TASK DETAILS |
At the line containing "point: the paved walkway in this photo", begin repeating lines exactly, and stop only after the final line of the records below.

Natural language region descriptions |
# # # # #

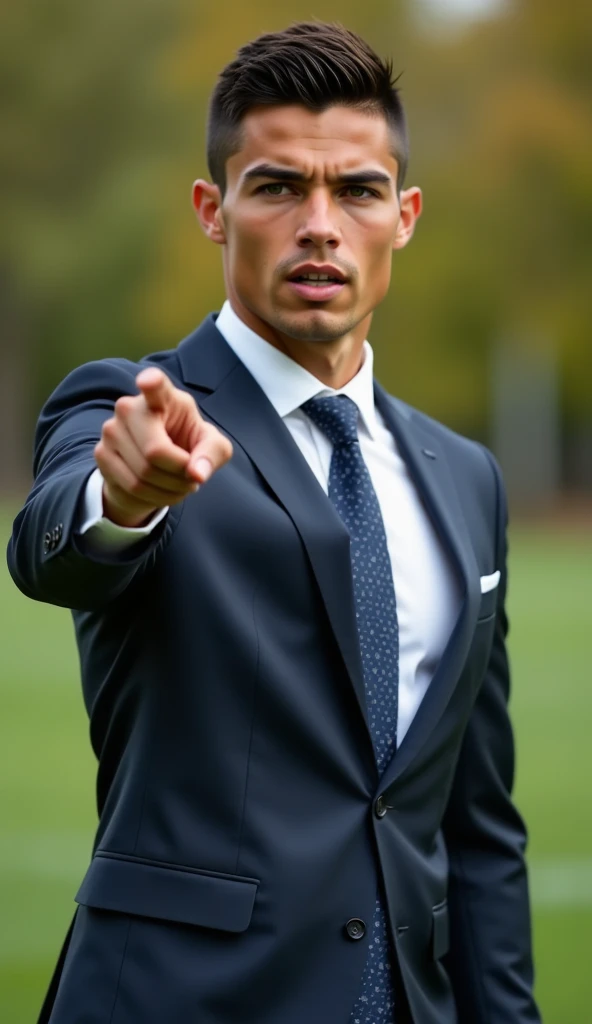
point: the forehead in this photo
(339, 138)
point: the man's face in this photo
(310, 194)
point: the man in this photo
(288, 591)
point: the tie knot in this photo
(336, 417)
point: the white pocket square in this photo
(488, 583)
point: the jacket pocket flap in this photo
(186, 895)
(440, 930)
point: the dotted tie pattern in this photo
(351, 492)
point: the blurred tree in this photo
(501, 120)
(103, 134)
(86, 132)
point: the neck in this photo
(333, 363)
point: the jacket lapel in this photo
(427, 464)
(237, 403)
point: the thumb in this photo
(157, 389)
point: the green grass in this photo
(47, 774)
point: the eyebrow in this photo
(286, 174)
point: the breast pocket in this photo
(184, 895)
(489, 604)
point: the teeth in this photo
(315, 278)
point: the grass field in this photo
(46, 774)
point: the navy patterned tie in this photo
(351, 492)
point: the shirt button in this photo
(355, 929)
(380, 807)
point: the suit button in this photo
(380, 807)
(355, 929)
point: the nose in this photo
(318, 225)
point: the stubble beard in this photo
(314, 327)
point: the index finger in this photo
(156, 387)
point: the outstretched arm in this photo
(153, 449)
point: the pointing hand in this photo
(156, 450)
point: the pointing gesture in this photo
(155, 451)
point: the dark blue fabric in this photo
(223, 680)
(351, 492)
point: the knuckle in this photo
(135, 486)
(109, 429)
(124, 406)
(153, 450)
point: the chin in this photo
(315, 325)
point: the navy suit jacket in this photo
(239, 825)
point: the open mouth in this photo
(316, 280)
(316, 284)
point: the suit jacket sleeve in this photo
(490, 958)
(47, 558)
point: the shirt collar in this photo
(285, 382)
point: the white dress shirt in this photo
(427, 595)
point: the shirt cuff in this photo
(100, 531)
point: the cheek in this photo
(252, 248)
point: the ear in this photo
(208, 206)
(411, 206)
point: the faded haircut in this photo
(312, 64)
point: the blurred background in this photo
(487, 328)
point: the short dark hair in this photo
(313, 64)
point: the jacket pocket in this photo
(489, 604)
(151, 889)
(440, 930)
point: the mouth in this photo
(316, 284)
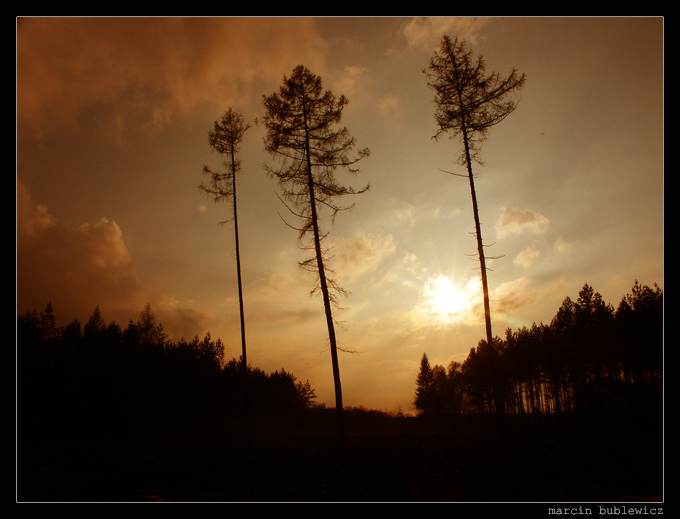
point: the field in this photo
(387, 459)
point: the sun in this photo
(446, 302)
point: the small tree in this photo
(468, 104)
(424, 385)
(225, 138)
(301, 122)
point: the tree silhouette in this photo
(225, 138)
(424, 385)
(468, 104)
(301, 123)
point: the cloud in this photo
(427, 32)
(360, 253)
(517, 221)
(526, 257)
(390, 105)
(78, 270)
(145, 72)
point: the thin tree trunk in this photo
(244, 368)
(497, 397)
(327, 305)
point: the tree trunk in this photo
(244, 358)
(326, 303)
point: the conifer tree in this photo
(468, 104)
(225, 138)
(302, 121)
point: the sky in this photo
(112, 120)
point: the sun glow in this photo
(447, 303)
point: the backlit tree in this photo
(303, 134)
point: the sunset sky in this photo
(112, 123)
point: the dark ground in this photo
(401, 460)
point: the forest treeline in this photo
(99, 380)
(591, 361)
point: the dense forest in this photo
(591, 360)
(127, 415)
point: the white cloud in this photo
(427, 32)
(526, 257)
(517, 221)
(390, 105)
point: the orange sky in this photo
(112, 122)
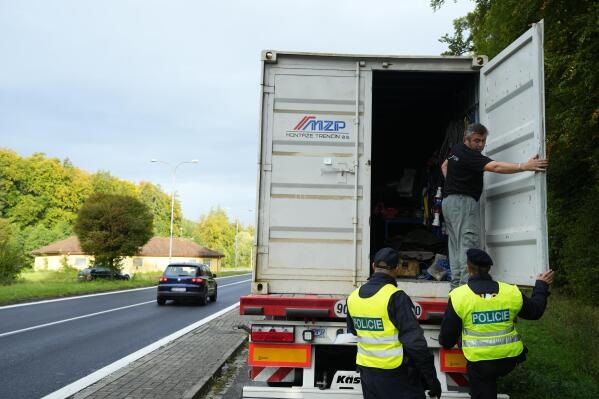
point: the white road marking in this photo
(71, 319)
(96, 376)
(95, 314)
(92, 295)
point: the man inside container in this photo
(392, 355)
(463, 171)
(483, 313)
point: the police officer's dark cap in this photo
(386, 258)
(479, 257)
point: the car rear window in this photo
(180, 271)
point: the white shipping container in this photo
(334, 127)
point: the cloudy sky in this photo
(112, 84)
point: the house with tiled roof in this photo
(152, 257)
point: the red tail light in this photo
(265, 333)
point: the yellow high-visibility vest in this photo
(378, 343)
(488, 330)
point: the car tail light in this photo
(266, 333)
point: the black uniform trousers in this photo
(483, 376)
(399, 383)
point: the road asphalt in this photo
(183, 368)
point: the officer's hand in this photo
(546, 277)
(434, 388)
(535, 164)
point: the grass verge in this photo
(563, 357)
(36, 285)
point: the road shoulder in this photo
(182, 368)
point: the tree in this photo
(159, 204)
(214, 231)
(458, 44)
(111, 227)
(12, 258)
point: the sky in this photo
(112, 84)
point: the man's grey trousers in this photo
(462, 223)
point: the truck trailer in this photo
(348, 162)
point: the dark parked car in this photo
(93, 273)
(187, 281)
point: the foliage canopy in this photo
(111, 227)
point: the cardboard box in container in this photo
(409, 268)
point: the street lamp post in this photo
(173, 173)
(236, 239)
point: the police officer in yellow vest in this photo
(483, 312)
(393, 357)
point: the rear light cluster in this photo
(266, 333)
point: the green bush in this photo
(579, 253)
(12, 259)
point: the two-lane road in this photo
(47, 345)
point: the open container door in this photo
(514, 206)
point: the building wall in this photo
(131, 265)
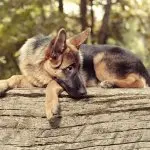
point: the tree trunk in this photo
(92, 22)
(83, 14)
(104, 29)
(60, 6)
(110, 119)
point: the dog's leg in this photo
(51, 103)
(16, 81)
(131, 81)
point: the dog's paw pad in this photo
(106, 84)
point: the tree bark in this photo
(92, 22)
(104, 29)
(111, 119)
(83, 14)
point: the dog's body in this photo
(112, 66)
(58, 65)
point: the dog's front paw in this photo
(3, 87)
(106, 84)
(52, 111)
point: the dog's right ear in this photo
(79, 39)
(56, 48)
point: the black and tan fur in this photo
(66, 64)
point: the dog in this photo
(67, 64)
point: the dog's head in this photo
(63, 62)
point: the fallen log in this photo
(107, 119)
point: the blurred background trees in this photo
(121, 22)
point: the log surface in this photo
(108, 119)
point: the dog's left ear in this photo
(78, 39)
(56, 48)
(58, 44)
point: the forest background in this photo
(121, 22)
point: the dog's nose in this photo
(83, 92)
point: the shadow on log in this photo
(112, 119)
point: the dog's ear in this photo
(58, 44)
(56, 48)
(78, 39)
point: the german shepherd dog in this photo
(66, 64)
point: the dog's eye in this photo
(69, 68)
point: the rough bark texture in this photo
(108, 119)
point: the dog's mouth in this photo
(76, 92)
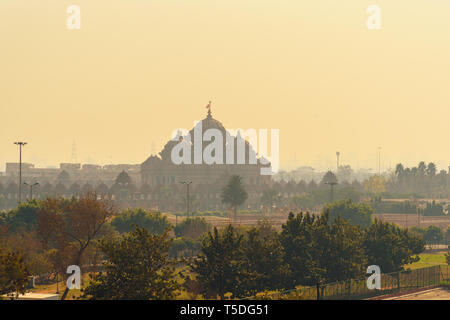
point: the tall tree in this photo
(13, 273)
(356, 214)
(234, 193)
(73, 223)
(219, 266)
(263, 265)
(391, 247)
(136, 268)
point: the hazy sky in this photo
(138, 69)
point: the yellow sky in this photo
(138, 69)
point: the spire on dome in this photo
(208, 106)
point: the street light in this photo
(31, 188)
(20, 144)
(187, 183)
(332, 184)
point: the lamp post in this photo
(20, 144)
(31, 188)
(187, 183)
(332, 184)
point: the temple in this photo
(161, 170)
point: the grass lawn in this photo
(428, 260)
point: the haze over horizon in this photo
(137, 70)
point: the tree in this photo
(24, 217)
(263, 266)
(390, 247)
(375, 185)
(433, 235)
(234, 194)
(270, 197)
(192, 228)
(356, 214)
(127, 221)
(71, 225)
(301, 249)
(219, 265)
(13, 273)
(136, 268)
(343, 256)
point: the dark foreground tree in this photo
(192, 228)
(219, 266)
(356, 214)
(234, 194)
(263, 260)
(13, 273)
(391, 247)
(137, 268)
(127, 221)
(70, 226)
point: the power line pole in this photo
(379, 161)
(187, 183)
(20, 144)
(332, 184)
(337, 160)
(31, 188)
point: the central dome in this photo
(209, 123)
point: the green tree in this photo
(219, 265)
(234, 194)
(24, 217)
(391, 247)
(356, 214)
(13, 273)
(433, 235)
(127, 221)
(270, 197)
(263, 265)
(70, 226)
(136, 268)
(192, 228)
(298, 238)
(344, 256)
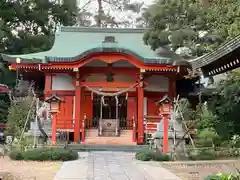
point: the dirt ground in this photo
(199, 169)
(23, 170)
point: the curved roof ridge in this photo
(98, 29)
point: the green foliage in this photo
(226, 106)
(174, 24)
(44, 154)
(202, 154)
(147, 155)
(4, 105)
(207, 138)
(224, 176)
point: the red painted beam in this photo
(109, 84)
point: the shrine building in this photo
(109, 82)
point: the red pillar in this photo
(77, 113)
(165, 133)
(140, 125)
(54, 128)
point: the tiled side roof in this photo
(73, 43)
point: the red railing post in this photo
(83, 127)
(134, 129)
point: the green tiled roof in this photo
(73, 43)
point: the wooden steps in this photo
(125, 138)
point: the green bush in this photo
(202, 155)
(44, 154)
(224, 176)
(147, 155)
(16, 155)
(160, 157)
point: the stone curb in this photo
(199, 162)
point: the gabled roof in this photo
(220, 52)
(73, 43)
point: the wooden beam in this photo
(109, 84)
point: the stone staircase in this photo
(125, 138)
(109, 127)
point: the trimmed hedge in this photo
(44, 154)
(148, 155)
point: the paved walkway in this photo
(112, 166)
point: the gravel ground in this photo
(198, 170)
(27, 170)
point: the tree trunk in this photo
(44, 134)
(100, 13)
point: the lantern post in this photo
(165, 111)
(54, 102)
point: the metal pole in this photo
(35, 127)
(16, 76)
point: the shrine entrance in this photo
(109, 107)
(109, 114)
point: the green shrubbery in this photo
(147, 155)
(44, 154)
(224, 176)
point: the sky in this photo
(93, 7)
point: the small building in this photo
(109, 80)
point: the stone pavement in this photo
(112, 166)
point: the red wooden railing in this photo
(83, 127)
(134, 129)
(151, 123)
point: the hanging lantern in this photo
(54, 102)
(165, 104)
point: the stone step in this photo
(110, 140)
(125, 138)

# # # # #

SOLUTION FOR THIS PROBLEM |
point: the paved walkway in this photo
(112, 166)
point: the gravel ground in this photo
(198, 170)
(27, 170)
point: the tree trunk in this photo
(44, 134)
(100, 13)
point: the lantern post in this photo
(165, 111)
(54, 102)
point: the metal pole in this photo
(35, 127)
(16, 76)
point: the shrine entrance in this photo
(109, 107)
(109, 114)
point: the green shrubbery in this photo
(147, 155)
(44, 154)
(224, 176)
point: the sky in this photo
(93, 7)
point: the small building in this photo
(109, 80)
point: the stone pavement in this photo
(112, 166)
point: the red wooden railing in this photo
(83, 127)
(134, 129)
(151, 123)
point: the hanging lantern in this photo
(54, 102)
(165, 104)
point: the stone step in this photo
(110, 140)
(125, 138)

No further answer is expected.